* [PASSAGE PROVIDED]:
******************************

Traditionally decoupled from wider market movements, we are now seeing closer correlation between the crypto market and the macroeconomy, with many cryptocurrencies behaving like other risk assets such as stocks.
The role of crypto in the macroeconomy
With no indications that global macro pressures will ease off, along with an expected correction of at least 10-20% in stock prices, we perhaps shouldn’t expect to see a significant recovery in crypto prices by the year-end. On the flip-side, we have seen central banks tightening monetary policy more rapidly than we have seen in recent years, so it will be interesting to see what effect this may (or may not) have on crypto prices.
The influence of wider market conditions on crypto were perhaps best observed in The Merge. Despite the best efforts to drive prices up through the promise of less energy consumption, lower operational costs and the “airdrop” of the ETHPOW token, this event had much more success technically rather than driving positive price momentum. While it could be argued that some initial selling pressure in the price of ETH was fuelled by PoW miners selling off inventory, the finger still points firmly at the uncertainty of the macro economy. As long as interest rates and inflation continue to rise, risk assets such as cryptocurrencies will have a difficulty decoupling from the market in a sustainable way.

******************************

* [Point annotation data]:
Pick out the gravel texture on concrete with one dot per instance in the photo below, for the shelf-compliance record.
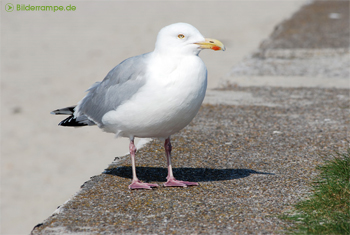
(252, 163)
(315, 42)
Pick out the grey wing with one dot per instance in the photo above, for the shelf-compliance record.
(120, 84)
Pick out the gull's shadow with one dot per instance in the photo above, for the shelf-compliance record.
(149, 174)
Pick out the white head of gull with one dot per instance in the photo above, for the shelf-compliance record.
(153, 95)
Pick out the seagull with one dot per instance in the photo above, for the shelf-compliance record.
(152, 95)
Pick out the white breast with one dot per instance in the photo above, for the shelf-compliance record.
(166, 104)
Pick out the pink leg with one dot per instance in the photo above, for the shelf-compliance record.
(171, 179)
(136, 183)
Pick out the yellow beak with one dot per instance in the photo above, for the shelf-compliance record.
(213, 44)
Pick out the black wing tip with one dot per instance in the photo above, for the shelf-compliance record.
(71, 121)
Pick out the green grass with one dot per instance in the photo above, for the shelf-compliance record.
(327, 210)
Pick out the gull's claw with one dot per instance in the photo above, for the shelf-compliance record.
(140, 185)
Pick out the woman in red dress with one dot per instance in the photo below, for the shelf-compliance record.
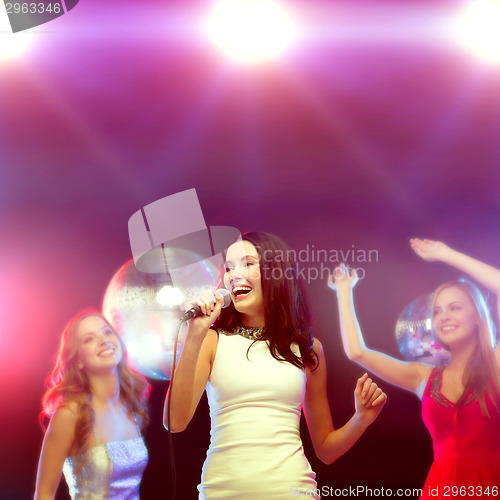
(460, 401)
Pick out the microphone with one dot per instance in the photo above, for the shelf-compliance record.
(195, 311)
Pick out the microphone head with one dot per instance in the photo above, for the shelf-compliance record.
(226, 295)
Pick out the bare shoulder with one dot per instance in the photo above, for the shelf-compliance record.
(66, 415)
(424, 371)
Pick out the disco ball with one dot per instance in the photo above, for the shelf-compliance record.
(144, 307)
(414, 335)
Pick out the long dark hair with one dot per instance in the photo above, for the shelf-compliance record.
(286, 308)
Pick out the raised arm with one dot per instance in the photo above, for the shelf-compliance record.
(57, 444)
(409, 376)
(329, 443)
(483, 273)
(194, 366)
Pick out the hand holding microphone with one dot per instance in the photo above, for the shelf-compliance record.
(206, 303)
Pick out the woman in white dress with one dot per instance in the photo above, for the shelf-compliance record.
(261, 366)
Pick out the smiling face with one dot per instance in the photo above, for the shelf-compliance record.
(455, 318)
(98, 345)
(243, 279)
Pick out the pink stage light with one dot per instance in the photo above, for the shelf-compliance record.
(477, 28)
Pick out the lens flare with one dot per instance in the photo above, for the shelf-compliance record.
(477, 28)
(251, 30)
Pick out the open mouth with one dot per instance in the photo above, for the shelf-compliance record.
(448, 328)
(107, 352)
(241, 292)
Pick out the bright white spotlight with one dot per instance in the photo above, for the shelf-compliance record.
(251, 30)
(169, 296)
(478, 28)
(12, 44)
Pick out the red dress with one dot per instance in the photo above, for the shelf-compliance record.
(466, 446)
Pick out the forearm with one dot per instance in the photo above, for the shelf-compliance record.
(341, 440)
(352, 338)
(485, 274)
(181, 393)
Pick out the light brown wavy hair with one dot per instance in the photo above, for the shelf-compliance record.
(481, 375)
(67, 383)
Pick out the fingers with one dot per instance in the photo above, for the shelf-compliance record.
(206, 301)
(360, 384)
(380, 400)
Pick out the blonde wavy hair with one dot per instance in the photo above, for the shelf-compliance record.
(482, 375)
(67, 383)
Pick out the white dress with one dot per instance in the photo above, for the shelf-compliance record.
(255, 405)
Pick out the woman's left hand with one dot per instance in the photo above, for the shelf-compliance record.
(369, 399)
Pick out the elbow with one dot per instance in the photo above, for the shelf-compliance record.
(175, 425)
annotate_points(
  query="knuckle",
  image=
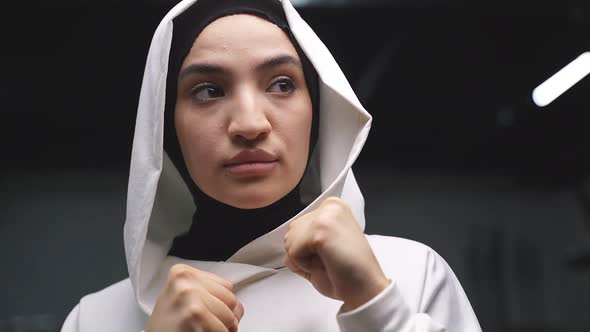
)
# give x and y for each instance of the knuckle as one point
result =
(232, 301)
(197, 311)
(179, 271)
(318, 239)
(227, 284)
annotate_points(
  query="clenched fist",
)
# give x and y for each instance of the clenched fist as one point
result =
(193, 300)
(328, 248)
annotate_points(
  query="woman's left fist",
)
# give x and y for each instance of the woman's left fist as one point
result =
(328, 248)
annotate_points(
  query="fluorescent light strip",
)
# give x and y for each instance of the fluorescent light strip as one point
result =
(562, 81)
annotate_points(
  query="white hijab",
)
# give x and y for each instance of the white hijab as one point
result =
(160, 206)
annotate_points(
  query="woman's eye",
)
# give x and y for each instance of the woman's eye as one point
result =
(282, 85)
(206, 91)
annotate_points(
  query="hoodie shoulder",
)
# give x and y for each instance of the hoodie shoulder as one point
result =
(416, 268)
(111, 309)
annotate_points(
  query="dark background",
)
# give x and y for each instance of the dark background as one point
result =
(459, 157)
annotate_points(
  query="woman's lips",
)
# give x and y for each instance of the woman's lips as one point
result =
(251, 162)
(251, 168)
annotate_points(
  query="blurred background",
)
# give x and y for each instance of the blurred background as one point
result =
(459, 157)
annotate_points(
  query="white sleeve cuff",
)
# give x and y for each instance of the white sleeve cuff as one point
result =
(385, 312)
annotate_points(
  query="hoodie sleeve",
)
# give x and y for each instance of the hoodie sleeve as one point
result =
(71, 323)
(442, 306)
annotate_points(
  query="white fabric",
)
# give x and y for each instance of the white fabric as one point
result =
(425, 296)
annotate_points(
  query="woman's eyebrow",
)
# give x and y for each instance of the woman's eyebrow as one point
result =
(201, 68)
(277, 61)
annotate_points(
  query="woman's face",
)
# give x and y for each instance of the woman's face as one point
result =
(243, 112)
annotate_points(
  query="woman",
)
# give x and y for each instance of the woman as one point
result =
(259, 128)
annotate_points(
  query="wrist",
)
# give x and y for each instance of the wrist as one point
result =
(365, 293)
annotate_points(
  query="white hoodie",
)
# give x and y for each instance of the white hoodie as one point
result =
(425, 295)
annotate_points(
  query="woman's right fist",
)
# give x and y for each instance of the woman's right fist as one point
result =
(193, 300)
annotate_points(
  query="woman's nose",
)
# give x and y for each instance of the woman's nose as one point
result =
(249, 120)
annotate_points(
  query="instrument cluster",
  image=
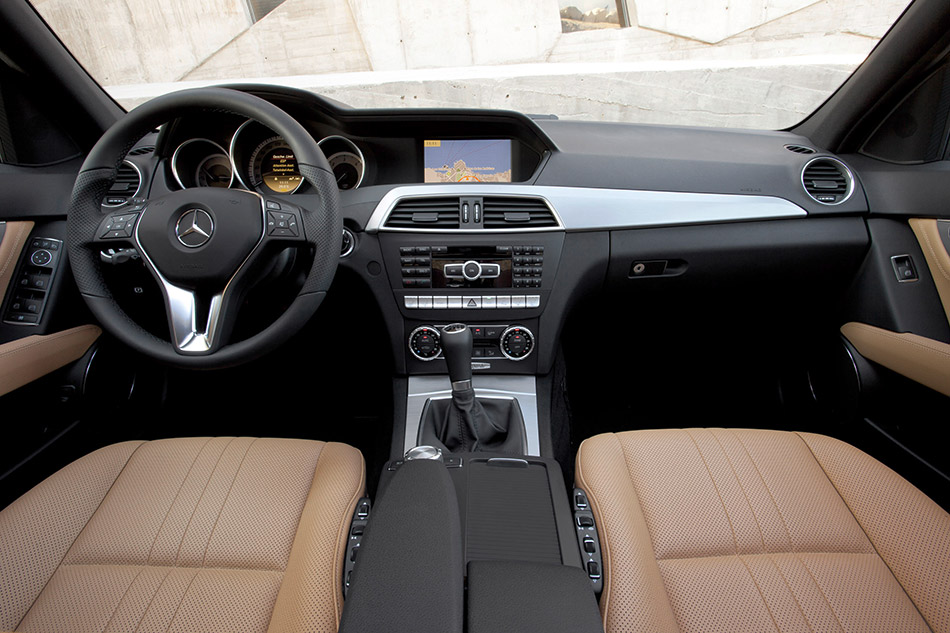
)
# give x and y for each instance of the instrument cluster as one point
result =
(258, 159)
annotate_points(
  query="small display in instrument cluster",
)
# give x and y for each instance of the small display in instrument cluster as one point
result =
(467, 160)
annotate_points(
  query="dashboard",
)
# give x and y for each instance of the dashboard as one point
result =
(509, 221)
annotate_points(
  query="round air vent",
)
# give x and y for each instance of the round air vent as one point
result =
(827, 180)
(799, 149)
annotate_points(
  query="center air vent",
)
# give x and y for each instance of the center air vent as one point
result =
(517, 213)
(827, 180)
(425, 213)
(127, 182)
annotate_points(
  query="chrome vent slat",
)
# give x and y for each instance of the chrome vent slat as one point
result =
(827, 180)
(800, 149)
(425, 213)
(128, 180)
(501, 213)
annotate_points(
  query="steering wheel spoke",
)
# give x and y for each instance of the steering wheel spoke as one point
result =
(185, 312)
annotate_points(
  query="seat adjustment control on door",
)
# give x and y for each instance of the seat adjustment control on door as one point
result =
(587, 539)
(357, 527)
(30, 288)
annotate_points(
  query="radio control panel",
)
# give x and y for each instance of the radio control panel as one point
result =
(471, 266)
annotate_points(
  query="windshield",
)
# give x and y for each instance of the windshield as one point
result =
(738, 63)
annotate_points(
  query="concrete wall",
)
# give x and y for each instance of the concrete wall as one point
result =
(143, 41)
(759, 63)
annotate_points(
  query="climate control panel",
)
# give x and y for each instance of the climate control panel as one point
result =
(511, 342)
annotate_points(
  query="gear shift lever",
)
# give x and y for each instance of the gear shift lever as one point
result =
(466, 423)
(456, 340)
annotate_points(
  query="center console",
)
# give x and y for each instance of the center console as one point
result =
(498, 284)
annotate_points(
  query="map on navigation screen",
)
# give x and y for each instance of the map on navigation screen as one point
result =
(467, 161)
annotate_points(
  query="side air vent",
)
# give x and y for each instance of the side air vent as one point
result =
(425, 213)
(127, 182)
(827, 180)
(799, 149)
(517, 213)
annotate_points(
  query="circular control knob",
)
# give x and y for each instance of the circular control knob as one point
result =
(516, 342)
(424, 343)
(41, 258)
(471, 270)
(424, 452)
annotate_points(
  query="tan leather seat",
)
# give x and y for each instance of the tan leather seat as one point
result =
(197, 534)
(743, 530)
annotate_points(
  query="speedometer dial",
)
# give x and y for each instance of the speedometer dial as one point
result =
(214, 171)
(273, 166)
(347, 169)
(346, 160)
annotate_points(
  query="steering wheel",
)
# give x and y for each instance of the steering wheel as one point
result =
(203, 246)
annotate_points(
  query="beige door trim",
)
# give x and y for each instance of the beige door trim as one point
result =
(24, 360)
(921, 359)
(938, 259)
(14, 239)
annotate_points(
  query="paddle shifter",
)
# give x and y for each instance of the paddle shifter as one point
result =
(464, 423)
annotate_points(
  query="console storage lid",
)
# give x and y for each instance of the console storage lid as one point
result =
(530, 597)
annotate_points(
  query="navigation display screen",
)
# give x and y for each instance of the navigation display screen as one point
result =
(467, 160)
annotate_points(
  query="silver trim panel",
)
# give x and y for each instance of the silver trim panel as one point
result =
(521, 388)
(589, 209)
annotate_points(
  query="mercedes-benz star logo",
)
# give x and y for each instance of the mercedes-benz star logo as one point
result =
(194, 228)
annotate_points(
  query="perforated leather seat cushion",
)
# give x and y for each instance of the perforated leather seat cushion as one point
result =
(744, 530)
(196, 534)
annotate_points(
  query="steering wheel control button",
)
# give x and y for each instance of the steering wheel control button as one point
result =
(424, 343)
(516, 342)
(118, 226)
(194, 228)
(281, 224)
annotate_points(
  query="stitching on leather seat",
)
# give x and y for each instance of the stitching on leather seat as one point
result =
(860, 525)
(78, 534)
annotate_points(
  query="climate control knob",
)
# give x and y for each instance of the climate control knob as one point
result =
(424, 342)
(517, 342)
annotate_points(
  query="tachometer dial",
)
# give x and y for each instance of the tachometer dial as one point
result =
(347, 169)
(199, 162)
(346, 160)
(273, 166)
(214, 171)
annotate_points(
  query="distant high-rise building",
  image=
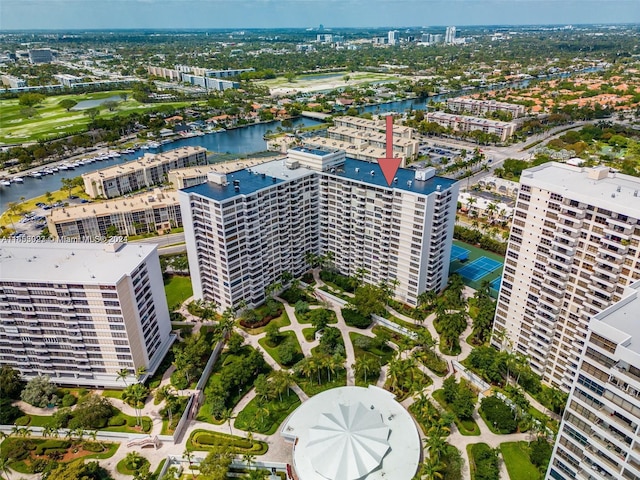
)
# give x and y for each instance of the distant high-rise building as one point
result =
(82, 312)
(393, 37)
(40, 55)
(599, 437)
(574, 246)
(450, 35)
(244, 229)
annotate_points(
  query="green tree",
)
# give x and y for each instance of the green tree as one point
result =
(216, 464)
(11, 382)
(30, 99)
(135, 396)
(368, 300)
(67, 104)
(40, 392)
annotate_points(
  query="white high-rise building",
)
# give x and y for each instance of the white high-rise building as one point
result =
(599, 437)
(450, 35)
(81, 312)
(392, 37)
(574, 246)
(246, 228)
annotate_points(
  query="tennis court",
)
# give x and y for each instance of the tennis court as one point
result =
(479, 268)
(459, 253)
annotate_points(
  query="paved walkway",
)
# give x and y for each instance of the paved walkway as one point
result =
(279, 450)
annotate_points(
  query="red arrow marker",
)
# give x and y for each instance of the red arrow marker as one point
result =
(389, 165)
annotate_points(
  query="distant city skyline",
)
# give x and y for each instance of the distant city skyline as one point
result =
(201, 14)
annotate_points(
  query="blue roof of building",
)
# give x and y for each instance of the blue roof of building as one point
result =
(250, 182)
(404, 175)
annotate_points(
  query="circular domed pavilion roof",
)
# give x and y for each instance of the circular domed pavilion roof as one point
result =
(353, 433)
(348, 442)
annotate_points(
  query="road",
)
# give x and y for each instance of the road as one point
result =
(167, 244)
(499, 154)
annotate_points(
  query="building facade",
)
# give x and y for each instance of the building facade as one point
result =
(481, 107)
(150, 170)
(81, 312)
(599, 437)
(462, 123)
(149, 212)
(245, 229)
(573, 248)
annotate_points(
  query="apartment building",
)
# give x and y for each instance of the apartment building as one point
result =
(373, 126)
(482, 107)
(244, 229)
(461, 123)
(599, 438)
(40, 55)
(450, 35)
(157, 211)
(402, 146)
(13, 82)
(572, 250)
(81, 312)
(190, 176)
(363, 151)
(146, 172)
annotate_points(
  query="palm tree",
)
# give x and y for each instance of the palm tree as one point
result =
(122, 375)
(226, 416)
(248, 458)
(431, 470)
(141, 371)
(135, 396)
(188, 455)
(4, 466)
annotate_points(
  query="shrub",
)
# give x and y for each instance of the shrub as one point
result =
(498, 414)
(69, 400)
(117, 421)
(355, 319)
(14, 448)
(23, 421)
(8, 413)
(44, 447)
(93, 447)
(179, 381)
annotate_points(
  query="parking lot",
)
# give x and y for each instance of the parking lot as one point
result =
(32, 223)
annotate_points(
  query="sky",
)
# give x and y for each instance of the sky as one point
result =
(163, 14)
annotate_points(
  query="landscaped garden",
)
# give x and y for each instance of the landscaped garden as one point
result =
(39, 455)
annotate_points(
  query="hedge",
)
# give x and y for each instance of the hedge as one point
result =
(355, 319)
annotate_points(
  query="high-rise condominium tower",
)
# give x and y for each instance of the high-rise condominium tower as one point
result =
(572, 250)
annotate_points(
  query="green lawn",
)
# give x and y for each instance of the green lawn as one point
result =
(282, 321)
(311, 386)
(268, 420)
(206, 440)
(516, 459)
(177, 288)
(51, 120)
(309, 334)
(288, 336)
(383, 354)
(467, 427)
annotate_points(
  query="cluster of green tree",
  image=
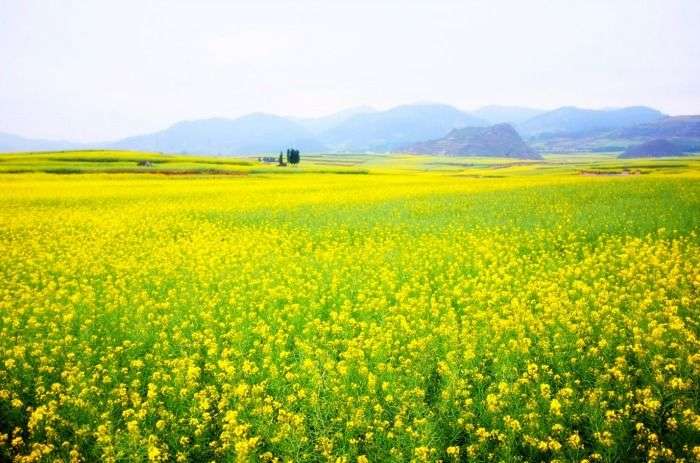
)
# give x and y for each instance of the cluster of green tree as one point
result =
(293, 157)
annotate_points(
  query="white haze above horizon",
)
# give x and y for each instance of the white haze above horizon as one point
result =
(98, 70)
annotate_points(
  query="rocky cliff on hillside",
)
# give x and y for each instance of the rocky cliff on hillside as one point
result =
(496, 140)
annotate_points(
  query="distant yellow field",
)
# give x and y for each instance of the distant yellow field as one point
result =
(352, 309)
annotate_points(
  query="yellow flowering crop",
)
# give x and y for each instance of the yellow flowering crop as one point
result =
(394, 316)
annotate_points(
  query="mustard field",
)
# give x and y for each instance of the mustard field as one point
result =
(351, 310)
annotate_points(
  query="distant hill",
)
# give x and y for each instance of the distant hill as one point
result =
(319, 125)
(653, 149)
(683, 131)
(496, 140)
(383, 131)
(668, 127)
(362, 129)
(571, 120)
(495, 114)
(251, 134)
(13, 143)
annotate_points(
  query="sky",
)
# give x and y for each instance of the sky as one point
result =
(102, 70)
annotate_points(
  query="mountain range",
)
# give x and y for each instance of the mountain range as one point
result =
(364, 129)
(497, 140)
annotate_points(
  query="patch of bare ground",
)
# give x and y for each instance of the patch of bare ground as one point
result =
(605, 173)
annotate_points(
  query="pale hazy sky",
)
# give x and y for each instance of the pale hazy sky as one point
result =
(98, 70)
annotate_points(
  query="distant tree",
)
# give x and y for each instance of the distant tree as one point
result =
(293, 157)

******************************

* [WRITTEN EXERCISE]:
In the passage on crypto and the macroeconomy, what stock price correction does it say is expected?

* [ANSWER TO THIS PROBLEM]:
A correction of at least 10-20%.